Start of INFORMATION SUPPLIED
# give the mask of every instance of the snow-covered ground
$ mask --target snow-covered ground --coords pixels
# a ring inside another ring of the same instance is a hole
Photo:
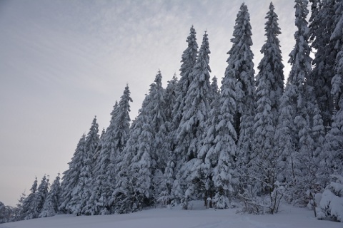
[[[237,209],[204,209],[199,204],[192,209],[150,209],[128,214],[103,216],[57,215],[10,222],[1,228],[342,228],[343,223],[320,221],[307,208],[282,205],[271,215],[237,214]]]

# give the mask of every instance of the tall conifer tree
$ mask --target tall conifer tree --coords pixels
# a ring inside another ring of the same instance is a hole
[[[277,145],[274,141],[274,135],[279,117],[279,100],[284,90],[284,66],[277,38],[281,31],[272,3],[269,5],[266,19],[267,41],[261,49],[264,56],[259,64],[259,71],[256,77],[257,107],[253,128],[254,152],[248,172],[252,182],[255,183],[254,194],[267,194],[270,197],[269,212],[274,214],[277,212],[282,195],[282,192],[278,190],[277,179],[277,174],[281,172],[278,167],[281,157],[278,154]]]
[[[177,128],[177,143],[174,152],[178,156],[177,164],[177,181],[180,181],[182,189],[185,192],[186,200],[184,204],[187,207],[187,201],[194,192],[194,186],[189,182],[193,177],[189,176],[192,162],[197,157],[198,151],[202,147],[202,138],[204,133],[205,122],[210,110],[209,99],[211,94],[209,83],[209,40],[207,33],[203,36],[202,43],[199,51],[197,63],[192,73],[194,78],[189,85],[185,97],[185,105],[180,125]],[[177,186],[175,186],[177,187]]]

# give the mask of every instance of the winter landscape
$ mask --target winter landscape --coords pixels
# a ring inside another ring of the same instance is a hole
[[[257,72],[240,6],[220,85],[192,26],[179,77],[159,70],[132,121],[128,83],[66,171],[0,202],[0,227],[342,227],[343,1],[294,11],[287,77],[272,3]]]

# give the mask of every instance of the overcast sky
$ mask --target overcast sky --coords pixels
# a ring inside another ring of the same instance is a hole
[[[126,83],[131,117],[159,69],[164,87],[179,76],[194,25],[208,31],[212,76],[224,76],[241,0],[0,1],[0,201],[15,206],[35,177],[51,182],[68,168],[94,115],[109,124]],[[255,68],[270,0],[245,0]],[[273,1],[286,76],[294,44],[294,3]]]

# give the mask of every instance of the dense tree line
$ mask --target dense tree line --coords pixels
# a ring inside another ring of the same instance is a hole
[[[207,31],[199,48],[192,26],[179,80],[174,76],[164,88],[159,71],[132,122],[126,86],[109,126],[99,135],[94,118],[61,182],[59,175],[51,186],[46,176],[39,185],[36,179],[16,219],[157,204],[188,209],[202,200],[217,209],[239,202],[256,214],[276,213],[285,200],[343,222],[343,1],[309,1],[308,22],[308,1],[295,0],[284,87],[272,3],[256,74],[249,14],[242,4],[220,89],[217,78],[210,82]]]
End of INFORMATION SUPPLIED
EXERCISE AIM
Recast the data from the line containing "# give the mask of every instance of the overcast" through the end of the data as a numbered list, omitting any blank lines.

FINISHED ANSWER
1. # give the mask of every instance of the overcast sky
2. $ mask --target overcast sky --coords pixels
3. # a ring inside another ring of the same instance is a hole
4. [[[126,83],[131,117],[159,69],[164,87],[179,76],[194,25],[208,31],[212,76],[224,76],[241,0],[0,1],[0,201],[15,206],[35,177],[51,182],[68,168],[94,115],[109,124]],[[255,68],[270,0],[245,0]],[[273,1],[286,76],[294,44],[294,3]]]
5. # give the mask of every instance of the dense tree line
6. $ mask --target dense tree line --coords pixels
7. # a ring inside another ring of the same instance is a hole
8. [[[207,31],[199,48],[192,26],[179,80],[174,76],[164,88],[159,71],[132,122],[126,86],[109,126],[99,135],[94,118],[61,182],[59,175],[51,186],[46,176],[39,185],[36,179],[16,219],[157,204],[188,209],[202,200],[217,209],[239,202],[256,214],[276,213],[285,200],[343,222],[343,1],[309,1],[308,22],[308,1],[295,0],[284,87],[272,3],[256,74],[249,14],[242,4],[220,89],[217,78],[210,82]]]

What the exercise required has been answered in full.